▶ [Task description]:
Update the records from the line containing "like x=337, y=322." down to the line containing "x=405, y=384", replacing "path" with "trail" and changing nothing else, and give back only those lines.

%%

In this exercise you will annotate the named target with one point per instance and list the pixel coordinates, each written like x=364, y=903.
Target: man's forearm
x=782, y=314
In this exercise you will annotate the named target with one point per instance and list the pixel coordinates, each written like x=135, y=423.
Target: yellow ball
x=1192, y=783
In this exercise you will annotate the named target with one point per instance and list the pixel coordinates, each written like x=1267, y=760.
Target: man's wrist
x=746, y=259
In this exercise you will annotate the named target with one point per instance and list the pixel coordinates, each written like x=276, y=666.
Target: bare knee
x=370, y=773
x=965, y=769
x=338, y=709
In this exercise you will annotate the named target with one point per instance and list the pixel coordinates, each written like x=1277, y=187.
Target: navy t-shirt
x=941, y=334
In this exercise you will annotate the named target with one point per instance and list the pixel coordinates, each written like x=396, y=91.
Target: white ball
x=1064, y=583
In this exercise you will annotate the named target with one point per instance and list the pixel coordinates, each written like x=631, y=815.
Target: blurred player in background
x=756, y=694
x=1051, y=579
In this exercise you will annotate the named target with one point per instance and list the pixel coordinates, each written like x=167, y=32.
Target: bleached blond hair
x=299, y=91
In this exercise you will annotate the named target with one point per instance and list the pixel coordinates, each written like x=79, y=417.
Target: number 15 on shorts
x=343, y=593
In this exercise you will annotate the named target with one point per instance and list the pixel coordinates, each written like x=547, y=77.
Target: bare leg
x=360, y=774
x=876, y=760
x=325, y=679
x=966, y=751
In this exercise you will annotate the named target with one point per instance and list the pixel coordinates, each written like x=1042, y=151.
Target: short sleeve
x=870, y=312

%%
%%

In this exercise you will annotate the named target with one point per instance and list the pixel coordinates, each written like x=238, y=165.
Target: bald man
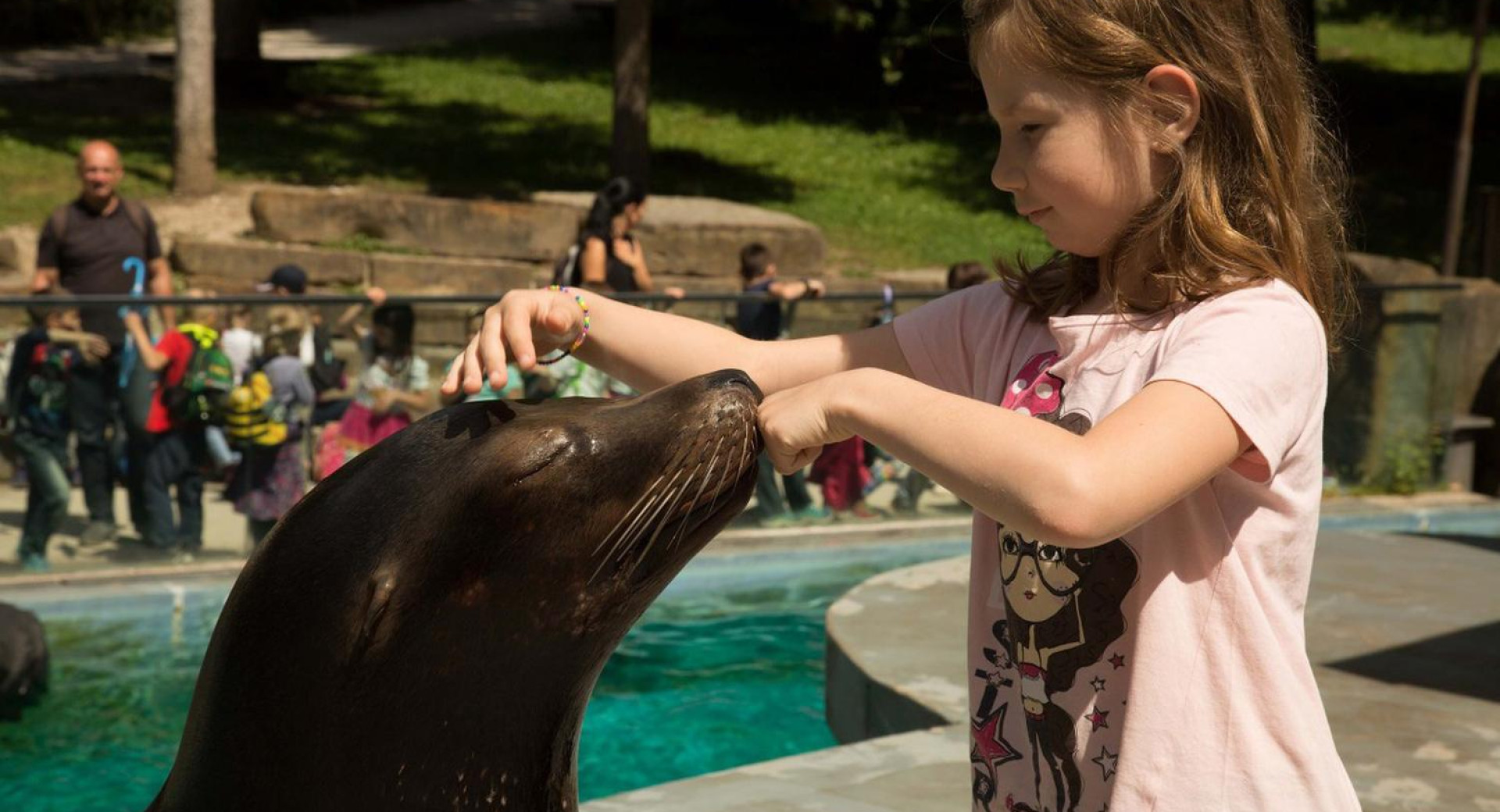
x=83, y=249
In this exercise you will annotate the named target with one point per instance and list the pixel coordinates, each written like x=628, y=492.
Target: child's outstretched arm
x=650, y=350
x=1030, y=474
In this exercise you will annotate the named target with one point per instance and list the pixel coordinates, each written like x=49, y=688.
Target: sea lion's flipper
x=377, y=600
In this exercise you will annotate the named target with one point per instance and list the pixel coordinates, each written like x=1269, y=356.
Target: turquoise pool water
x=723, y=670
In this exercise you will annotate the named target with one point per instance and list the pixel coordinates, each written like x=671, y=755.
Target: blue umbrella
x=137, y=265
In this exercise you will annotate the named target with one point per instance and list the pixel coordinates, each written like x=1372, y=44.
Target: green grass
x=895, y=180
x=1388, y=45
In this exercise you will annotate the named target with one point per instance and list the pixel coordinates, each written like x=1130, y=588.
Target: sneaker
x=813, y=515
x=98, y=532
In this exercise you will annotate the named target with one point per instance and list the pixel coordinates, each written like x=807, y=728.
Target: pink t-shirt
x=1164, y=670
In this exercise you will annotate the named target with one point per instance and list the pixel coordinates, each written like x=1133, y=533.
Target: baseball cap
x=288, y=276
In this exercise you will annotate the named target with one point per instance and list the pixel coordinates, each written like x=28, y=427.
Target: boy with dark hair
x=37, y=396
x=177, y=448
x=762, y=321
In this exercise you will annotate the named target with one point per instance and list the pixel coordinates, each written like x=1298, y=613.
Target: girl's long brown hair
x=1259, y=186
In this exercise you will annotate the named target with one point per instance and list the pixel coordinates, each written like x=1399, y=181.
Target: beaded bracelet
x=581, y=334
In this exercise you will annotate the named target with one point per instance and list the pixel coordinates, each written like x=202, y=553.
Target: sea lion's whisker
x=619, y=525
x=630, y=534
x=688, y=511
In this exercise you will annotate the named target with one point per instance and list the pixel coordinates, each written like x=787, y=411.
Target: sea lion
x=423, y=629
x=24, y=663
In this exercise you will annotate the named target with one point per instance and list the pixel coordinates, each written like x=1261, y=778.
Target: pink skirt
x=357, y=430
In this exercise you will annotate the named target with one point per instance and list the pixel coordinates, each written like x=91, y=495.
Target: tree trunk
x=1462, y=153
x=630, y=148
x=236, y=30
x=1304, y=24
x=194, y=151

%%
%%

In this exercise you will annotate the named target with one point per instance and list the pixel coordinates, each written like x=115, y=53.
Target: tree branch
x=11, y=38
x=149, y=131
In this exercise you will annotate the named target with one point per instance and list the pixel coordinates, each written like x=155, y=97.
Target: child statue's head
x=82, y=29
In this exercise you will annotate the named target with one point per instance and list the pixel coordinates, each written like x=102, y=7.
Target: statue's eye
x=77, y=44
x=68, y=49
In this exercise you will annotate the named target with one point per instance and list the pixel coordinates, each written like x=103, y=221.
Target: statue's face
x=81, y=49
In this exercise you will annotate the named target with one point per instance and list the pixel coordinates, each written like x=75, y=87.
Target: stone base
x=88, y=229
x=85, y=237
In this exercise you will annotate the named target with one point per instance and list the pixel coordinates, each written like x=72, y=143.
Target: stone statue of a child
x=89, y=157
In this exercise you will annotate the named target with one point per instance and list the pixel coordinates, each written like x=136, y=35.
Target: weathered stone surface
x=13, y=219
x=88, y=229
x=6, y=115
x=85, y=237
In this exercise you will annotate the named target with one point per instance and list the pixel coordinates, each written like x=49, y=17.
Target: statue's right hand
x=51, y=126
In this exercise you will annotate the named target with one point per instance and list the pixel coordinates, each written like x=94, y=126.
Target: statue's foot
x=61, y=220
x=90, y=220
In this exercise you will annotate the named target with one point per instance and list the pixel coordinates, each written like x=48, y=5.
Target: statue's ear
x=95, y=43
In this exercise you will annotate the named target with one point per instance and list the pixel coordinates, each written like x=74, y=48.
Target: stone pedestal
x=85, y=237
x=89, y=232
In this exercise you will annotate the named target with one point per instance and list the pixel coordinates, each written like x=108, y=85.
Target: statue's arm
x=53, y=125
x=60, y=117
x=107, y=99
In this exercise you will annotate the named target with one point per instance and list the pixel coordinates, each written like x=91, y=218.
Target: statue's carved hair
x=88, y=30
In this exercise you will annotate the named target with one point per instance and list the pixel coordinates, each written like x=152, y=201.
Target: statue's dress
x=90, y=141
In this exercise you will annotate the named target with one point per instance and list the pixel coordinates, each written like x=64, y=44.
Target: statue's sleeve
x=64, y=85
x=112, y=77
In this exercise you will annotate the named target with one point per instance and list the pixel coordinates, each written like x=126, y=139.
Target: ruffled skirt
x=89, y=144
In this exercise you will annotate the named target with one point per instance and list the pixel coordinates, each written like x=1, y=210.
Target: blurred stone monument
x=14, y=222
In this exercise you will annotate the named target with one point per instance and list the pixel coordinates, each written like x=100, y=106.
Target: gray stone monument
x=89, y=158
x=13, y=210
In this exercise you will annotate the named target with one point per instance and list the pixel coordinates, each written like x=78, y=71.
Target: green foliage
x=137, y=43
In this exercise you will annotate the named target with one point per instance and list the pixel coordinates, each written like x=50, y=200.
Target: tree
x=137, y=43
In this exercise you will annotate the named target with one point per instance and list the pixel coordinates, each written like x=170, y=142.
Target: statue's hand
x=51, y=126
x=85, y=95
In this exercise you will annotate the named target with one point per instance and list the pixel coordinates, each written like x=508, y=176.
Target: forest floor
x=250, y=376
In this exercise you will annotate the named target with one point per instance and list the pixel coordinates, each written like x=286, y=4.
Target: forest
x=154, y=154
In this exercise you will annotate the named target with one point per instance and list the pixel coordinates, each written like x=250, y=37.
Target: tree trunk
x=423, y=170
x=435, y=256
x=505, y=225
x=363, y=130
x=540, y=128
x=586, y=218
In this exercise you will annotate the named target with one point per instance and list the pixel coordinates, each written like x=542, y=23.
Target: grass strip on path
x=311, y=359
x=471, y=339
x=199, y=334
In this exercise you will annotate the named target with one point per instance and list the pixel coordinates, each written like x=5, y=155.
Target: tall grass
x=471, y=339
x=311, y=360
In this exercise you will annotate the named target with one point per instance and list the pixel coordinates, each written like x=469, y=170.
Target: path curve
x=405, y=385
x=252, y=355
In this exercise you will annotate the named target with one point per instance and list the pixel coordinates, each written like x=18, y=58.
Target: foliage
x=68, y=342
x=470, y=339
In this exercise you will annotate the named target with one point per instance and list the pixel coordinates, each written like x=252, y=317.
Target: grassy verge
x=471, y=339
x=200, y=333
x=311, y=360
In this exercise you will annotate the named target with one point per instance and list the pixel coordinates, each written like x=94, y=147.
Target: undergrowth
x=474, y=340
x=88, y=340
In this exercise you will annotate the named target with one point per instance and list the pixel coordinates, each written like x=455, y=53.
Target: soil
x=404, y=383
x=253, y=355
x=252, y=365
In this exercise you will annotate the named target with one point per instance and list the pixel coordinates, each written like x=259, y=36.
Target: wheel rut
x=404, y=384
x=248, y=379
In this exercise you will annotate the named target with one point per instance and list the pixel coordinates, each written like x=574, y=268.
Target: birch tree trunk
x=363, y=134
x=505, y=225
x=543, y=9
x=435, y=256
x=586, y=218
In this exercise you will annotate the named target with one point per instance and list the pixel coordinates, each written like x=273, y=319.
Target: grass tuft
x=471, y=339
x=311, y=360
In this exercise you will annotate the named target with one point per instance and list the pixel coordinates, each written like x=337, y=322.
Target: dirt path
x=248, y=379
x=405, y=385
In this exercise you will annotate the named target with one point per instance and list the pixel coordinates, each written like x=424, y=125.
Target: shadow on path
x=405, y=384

%%

▶ [Output for this exercise]:
In this exercise you will annotate the named target with one point per instance and list the pixel coordinates, each written like x=337, y=322.
Target: dirt trail
x=248, y=379
x=405, y=385
In this exercise you will annotate the named target with one point per instance and list the pixel coordinates, each written like x=424, y=125.
Target: shadow on trail
x=405, y=384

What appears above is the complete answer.